#### Given problem 1
According to the passage about Ken Forrester, since what year have his wines been served on Emirates flights?
#### Given problem 2
Continue the passage about Ken Forrester, picking up after its last sentence.

#### Document text
::::::::::

After a quick drive around the picturesque vineyard under a setting sun, which turns the sky bright orange, we find ourselves at the cellar door for a tasting with the main man himself. Ken Forrester is the godfather of chenin blanc. A founding member and the chairman of the Chenin Blanc Association, he is passionate about promoting the wine and his own award-winning wines have featured on Emirates flights since 2010.

Percheron horses work the land at the Waterkloof biodynamic vineyard. Photo / Supplied

“I’ve know Ken for years,” says Stephen. “He invited me to his farm and opened up some 10-year-old bottles of his Old Vine Chenin and that really showed me what the grape was capable of in South Africa. Full of apple-pie and orange-peel flavours, it was delicious. I have a lot of respect for Ken’s palate, he’s not afraid to leave a little residual sugar in his wine, which opens up a whole host of food pairing opportunities, especially with some of the local Cape Malay cuisine. We regularly serve his FMC Chenin Blanc in first class.”

::::::::::

#### Data excerpts
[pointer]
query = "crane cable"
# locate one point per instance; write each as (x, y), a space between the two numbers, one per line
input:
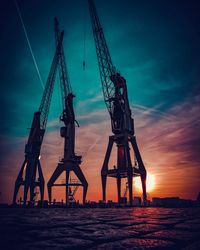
(84, 39)
(28, 41)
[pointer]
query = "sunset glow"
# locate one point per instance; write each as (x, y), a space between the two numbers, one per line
(150, 183)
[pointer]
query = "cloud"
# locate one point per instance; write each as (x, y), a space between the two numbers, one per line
(169, 143)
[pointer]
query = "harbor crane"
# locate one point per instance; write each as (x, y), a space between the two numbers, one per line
(27, 176)
(70, 161)
(116, 98)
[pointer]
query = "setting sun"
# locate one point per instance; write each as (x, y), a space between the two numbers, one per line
(150, 183)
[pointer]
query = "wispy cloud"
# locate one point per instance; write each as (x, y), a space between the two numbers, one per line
(169, 143)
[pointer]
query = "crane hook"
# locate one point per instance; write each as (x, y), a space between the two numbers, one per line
(84, 65)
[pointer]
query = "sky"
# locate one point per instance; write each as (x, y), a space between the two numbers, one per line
(154, 44)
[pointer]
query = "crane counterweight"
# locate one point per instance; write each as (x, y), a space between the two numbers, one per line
(116, 98)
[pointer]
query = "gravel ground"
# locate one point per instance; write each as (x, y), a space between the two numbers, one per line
(105, 228)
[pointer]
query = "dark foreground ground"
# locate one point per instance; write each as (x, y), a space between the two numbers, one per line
(128, 228)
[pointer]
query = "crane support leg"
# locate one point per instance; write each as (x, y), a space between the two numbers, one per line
(105, 166)
(81, 177)
(58, 171)
(18, 182)
(130, 186)
(142, 169)
(41, 181)
(119, 189)
(67, 188)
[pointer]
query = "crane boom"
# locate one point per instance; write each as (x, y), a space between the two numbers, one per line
(46, 98)
(105, 63)
(116, 99)
(63, 73)
(70, 161)
(113, 84)
(31, 164)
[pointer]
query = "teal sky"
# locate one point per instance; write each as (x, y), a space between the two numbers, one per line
(154, 44)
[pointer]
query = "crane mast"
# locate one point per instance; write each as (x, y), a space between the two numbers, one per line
(116, 98)
(27, 175)
(70, 161)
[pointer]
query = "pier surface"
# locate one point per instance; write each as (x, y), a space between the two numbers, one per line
(99, 228)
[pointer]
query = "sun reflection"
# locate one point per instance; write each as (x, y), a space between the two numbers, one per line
(150, 183)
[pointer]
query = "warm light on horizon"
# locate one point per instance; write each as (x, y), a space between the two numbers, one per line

::::::::::

#### Expected output 1
Since 2010.

#### Expected output 2
The next day, in the small township of Franschhoek, we find ourselves at the gates of Boekenhoutskloof — one of South Africa’s top producers, which specialises in syrah. Its premium range sells out on release each vintage, while The Chocolate Block — a syrah-based blend — is hailed as one of the most successful new wines to come out of the country in recent times.

Our host is Marc Kent, who back in 1993, at just 23 years old, joined the group of business partners in the purchase of a historic farm and started building the Boekenhoutskloof brand into the multi-million dollar business it is today.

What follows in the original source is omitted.